* EXERCISE OBJECTIVE *
Extract every line of the rows that contains the word "seated", treating uppercase and lowercase as different.

* SUPPLIED DATA *
══════════════════════════════

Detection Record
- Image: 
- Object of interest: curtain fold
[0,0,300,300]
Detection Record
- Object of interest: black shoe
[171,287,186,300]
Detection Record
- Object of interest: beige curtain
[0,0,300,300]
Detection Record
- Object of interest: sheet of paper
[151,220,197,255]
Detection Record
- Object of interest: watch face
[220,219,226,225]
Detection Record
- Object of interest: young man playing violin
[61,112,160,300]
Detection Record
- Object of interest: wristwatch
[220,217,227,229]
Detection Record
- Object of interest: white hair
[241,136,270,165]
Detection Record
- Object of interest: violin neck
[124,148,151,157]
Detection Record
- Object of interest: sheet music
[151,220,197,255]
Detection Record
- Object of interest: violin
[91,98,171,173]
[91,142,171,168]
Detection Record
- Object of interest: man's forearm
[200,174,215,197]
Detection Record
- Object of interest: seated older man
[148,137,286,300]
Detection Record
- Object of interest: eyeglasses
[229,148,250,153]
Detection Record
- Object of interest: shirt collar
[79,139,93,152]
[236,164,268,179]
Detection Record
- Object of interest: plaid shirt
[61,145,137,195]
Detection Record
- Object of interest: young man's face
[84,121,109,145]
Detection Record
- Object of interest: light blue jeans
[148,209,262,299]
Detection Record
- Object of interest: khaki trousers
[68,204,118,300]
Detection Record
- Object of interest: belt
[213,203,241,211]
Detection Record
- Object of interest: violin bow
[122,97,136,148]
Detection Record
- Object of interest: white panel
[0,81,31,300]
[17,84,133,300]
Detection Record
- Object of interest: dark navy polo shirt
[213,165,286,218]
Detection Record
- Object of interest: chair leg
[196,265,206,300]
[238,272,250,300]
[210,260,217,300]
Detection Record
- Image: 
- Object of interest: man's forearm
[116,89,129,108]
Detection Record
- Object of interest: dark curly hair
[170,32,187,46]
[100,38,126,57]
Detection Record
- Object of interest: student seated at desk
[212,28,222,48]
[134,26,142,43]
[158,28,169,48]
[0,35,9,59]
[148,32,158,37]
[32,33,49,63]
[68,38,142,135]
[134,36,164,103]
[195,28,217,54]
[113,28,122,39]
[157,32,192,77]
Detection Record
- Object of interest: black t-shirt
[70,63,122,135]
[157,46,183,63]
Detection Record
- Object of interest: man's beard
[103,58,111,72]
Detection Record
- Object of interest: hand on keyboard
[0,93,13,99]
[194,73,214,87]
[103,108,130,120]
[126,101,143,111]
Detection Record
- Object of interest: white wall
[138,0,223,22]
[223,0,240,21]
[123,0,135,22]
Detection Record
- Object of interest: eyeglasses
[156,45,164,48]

══════════════════════════════

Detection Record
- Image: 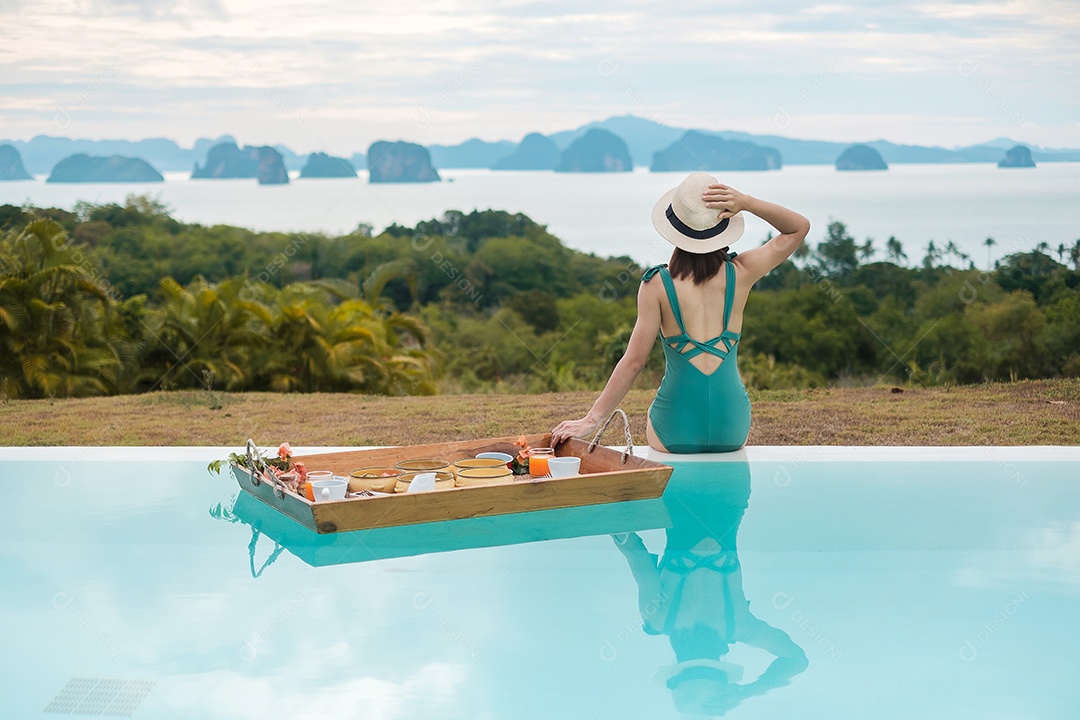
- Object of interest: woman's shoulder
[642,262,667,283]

══════════════════════════════

* COMPLETE OUTPUT *
- Object of interest: seated older man
- Object of interest: student seated at desk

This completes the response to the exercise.